_WHAT IS EXPECTED_
Render every line of the entries below as a Markdown table with the columns "No." and "Line", numbering the rows in order and omitting blank lines.

= = = = =

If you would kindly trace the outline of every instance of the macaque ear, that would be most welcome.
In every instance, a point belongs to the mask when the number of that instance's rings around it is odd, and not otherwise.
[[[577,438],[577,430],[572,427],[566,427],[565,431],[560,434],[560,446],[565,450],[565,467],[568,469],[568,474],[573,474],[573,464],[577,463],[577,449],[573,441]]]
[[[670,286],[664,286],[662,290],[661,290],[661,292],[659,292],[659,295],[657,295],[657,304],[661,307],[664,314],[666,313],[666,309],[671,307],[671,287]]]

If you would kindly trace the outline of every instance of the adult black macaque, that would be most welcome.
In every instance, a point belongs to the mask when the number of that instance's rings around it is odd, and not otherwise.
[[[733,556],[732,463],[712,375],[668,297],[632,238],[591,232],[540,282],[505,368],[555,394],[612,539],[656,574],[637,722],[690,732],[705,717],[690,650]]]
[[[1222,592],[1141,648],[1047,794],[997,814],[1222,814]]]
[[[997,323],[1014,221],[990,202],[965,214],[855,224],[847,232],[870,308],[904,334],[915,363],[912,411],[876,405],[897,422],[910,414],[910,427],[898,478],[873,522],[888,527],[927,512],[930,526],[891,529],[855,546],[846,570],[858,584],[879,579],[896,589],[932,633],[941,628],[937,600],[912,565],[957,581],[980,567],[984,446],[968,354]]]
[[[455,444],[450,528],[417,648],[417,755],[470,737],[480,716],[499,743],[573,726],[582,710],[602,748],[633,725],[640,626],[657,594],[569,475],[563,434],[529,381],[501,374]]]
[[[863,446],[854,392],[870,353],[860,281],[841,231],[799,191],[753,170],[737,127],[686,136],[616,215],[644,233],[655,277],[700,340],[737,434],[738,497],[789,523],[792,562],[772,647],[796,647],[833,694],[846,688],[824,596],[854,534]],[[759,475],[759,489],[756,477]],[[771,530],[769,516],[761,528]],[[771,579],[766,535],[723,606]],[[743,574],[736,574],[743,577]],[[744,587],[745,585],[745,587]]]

= = = = =

_WORKED ANSWER_
| No. | Line |
|---|---|
| 1 | If you would kindly trace the outline of every instance of the macaque ear, that would be most welcome. |
| 2 | In every instance, a point belongs to the mask when the number of that instance's rings around it is odd, and not otherwise. |
| 3 | [[[577,438],[577,430],[572,427],[566,427],[565,431],[560,434],[560,446],[565,450],[565,467],[568,469],[568,474],[573,474],[573,464],[577,463],[577,449],[573,441]]] |
| 4 | [[[670,286],[664,286],[662,290],[661,290],[661,292],[659,292],[659,295],[657,295],[657,304],[661,307],[664,314],[666,313],[666,309],[671,307],[671,287]]] |
| 5 | If you would kindly trace the outline of every instance of the adult black macaque, that would be most welcome. |
| 6 | In every instance, a point belongs to the mask when the number of that instance's rings around it is odd, and not otherwise. |
| 7 | [[[733,556],[732,463],[712,375],[668,297],[632,238],[591,232],[540,282],[505,368],[555,394],[612,539],[656,574],[637,722],[690,732],[705,717],[690,650]]] |
| 8 | [[[1222,592],[1141,648],[1047,794],[997,814],[1222,814]]] |
| 9 | [[[997,323],[1014,221],[990,202],[965,214],[855,224],[847,232],[870,308],[904,334],[915,363],[912,411],[876,405],[897,422],[910,414],[910,427],[898,478],[873,522],[888,527],[927,512],[930,526],[891,529],[855,546],[846,570],[858,584],[879,579],[896,589],[932,633],[941,628],[937,600],[912,565],[957,581],[980,567],[984,446],[968,354]]] |
| 10 | [[[455,444],[450,528],[417,648],[417,755],[470,737],[480,716],[499,743],[573,726],[582,710],[602,748],[633,725],[640,626],[657,594],[569,475],[563,434],[529,381],[501,374]]] |
| 11 | [[[863,446],[854,392],[870,353],[860,281],[841,231],[799,191],[753,170],[737,127],[686,136],[616,215],[644,233],[655,277],[700,340],[737,434],[738,497],[789,523],[792,562],[772,647],[796,647],[833,694],[846,688],[824,596],[854,534]],[[759,475],[759,489],[756,477]],[[771,530],[769,516],[761,528]],[[771,579],[766,535],[723,606]],[[743,574],[736,574],[743,577]],[[744,587],[745,585],[745,587]]] |